> WHAT THE TASK ASKS: The data that follows is to be copied exactly, with each image removed.

----------------------------------------

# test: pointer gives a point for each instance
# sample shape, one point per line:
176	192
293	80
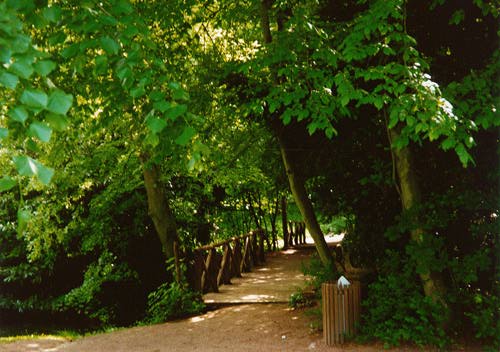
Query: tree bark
296	183
159	210
305	206
433	283
284	222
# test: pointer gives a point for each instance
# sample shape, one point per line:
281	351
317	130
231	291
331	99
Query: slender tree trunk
284	222
296	183
410	194
159	209
305	206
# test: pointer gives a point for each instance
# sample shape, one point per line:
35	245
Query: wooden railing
213	265
296	233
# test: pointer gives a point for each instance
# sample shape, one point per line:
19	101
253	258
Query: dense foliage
128	126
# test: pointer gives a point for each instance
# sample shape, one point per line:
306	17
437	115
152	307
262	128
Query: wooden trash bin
341	310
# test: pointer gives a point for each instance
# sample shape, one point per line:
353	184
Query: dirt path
237	326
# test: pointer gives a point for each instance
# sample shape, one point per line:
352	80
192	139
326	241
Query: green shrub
485	317
319	273
397	311
171	301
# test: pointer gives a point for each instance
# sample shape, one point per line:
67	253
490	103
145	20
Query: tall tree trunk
284	222
410	194
159	209
305	206
296	183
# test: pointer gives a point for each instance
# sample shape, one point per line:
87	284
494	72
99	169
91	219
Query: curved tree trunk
410	194
296	183
305	206
159	210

----------------------------------------

> RESULT:
# test: pointer gives a point for each instance
# sample shape, one point per line:
176	192
293	80
Query: tree bark
296	183
159	210
305	206
433	283
284	222
# test: pointer gives a point for each instance
# sample shape, one point per line:
281	351
317	130
231	291
331	99
Query: slender tree trunk
284	222
296	183
410	194
159	209
305	206
# test: pointer gives a point for each instance
# sample shape, one point per line:
35	245
Query: wooden railing
213	265
296	233
# test: pointer gives a point for each instance
# sample shape, one point per line:
19	101
253	258
Query: dense foliage
128	126
# test: pointer gives a point for each instance
# sample shape, one point per line:
306	17
437	115
152	307
262	128
Query: wooden trash bin
341	310
# test: pointer gives a point for each instance
# sample shape, one point per line:
353	184
Query: dirt path
237	326
# test: pointer gives a point for each instance
# sample shape, one point per line:
352	80
192	139
326	241
Query: green shrub
485	317
319	273
397	311
171	301
# test: pointer gives a point for each instance
# sample shape, one point per line:
67	253
490	103
145	20
Query: tall tree trunk
284	222
410	194
159	209
305	206
296	183
# test: pointer gives a point for each instance
# sample shape, one point per line:
87	284
494	72
99	169
91	219
Query: curved tree trunk
410	194
296	183
305	206
159	210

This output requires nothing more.